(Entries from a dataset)
----

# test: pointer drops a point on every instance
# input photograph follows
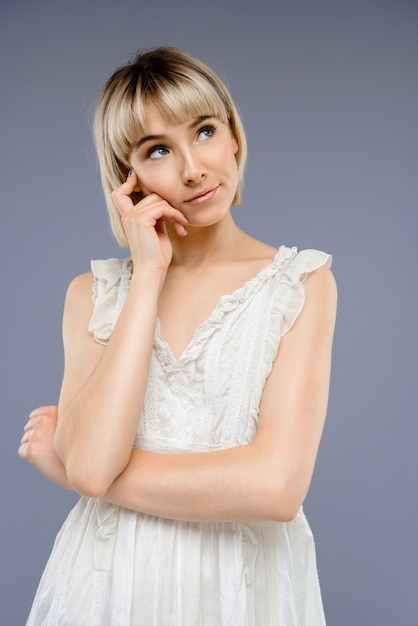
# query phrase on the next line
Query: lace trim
(112, 280)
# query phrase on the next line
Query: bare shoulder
(81, 350)
(319, 311)
(79, 303)
(321, 284)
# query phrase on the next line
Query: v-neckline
(204, 329)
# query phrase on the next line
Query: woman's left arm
(267, 479)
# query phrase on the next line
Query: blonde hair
(182, 88)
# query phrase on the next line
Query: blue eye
(206, 132)
(157, 152)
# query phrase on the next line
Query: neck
(221, 240)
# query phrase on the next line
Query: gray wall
(328, 93)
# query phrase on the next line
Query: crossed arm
(264, 480)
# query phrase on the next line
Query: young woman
(195, 385)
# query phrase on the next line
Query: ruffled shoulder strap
(290, 294)
(110, 287)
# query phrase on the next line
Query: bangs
(177, 100)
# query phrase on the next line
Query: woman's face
(191, 165)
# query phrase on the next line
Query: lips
(203, 195)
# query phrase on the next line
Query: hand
(37, 445)
(145, 225)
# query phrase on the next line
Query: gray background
(328, 93)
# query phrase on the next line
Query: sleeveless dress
(112, 566)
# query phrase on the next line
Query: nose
(193, 170)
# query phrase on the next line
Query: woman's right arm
(103, 387)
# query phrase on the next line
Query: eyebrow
(193, 124)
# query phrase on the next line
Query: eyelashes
(159, 151)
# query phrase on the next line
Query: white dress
(111, 566)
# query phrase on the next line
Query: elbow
(88, 481)
(284, 502)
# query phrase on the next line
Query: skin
(180, 275)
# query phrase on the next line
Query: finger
(121, 195)
(30, 425)
(44, 410)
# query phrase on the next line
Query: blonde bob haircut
(182, 88)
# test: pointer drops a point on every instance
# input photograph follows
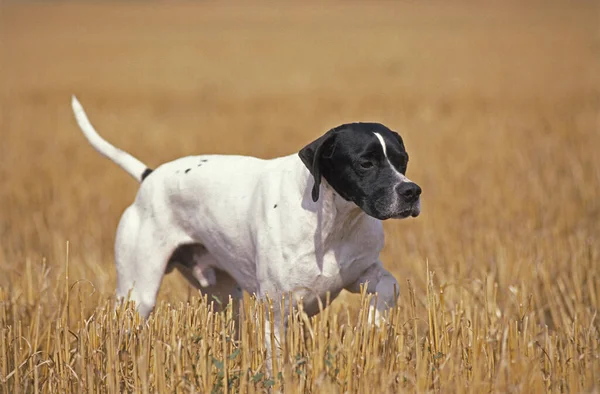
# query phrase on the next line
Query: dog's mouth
(413, 210)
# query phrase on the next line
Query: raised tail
(133, 166)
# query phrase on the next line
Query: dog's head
(365, 163)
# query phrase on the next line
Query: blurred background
(498, 104)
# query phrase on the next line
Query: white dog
(309, 222)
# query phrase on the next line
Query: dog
(308, 223)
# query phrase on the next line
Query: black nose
(409, 191)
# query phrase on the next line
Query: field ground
(498, 106)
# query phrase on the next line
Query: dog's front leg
(378, 280)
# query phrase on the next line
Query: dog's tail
(133, 166)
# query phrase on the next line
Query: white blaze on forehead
(384, 146)
(382, 142)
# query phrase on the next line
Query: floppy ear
(312, 154)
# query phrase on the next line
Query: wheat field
(498, 105)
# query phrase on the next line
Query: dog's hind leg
(141, 255)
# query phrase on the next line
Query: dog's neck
(334, 213)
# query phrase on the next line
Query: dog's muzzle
(410, 204)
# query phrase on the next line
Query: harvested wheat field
(498, 105)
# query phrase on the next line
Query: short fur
(308, 222)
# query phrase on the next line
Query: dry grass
(499, 108)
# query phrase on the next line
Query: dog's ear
(312, 155)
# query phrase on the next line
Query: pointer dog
(309, 222)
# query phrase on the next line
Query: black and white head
(365, 163)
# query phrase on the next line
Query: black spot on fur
(146, 172)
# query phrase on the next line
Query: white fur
(256, 221)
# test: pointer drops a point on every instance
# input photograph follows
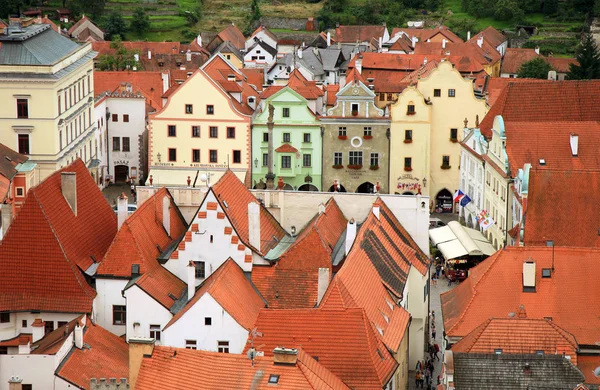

----

• Task requirements:
Which lines in the entries above contain the word "dress"? Show each of those lines in full.

• Response to this exercise:
Query: sleeveless dress
Query: white dress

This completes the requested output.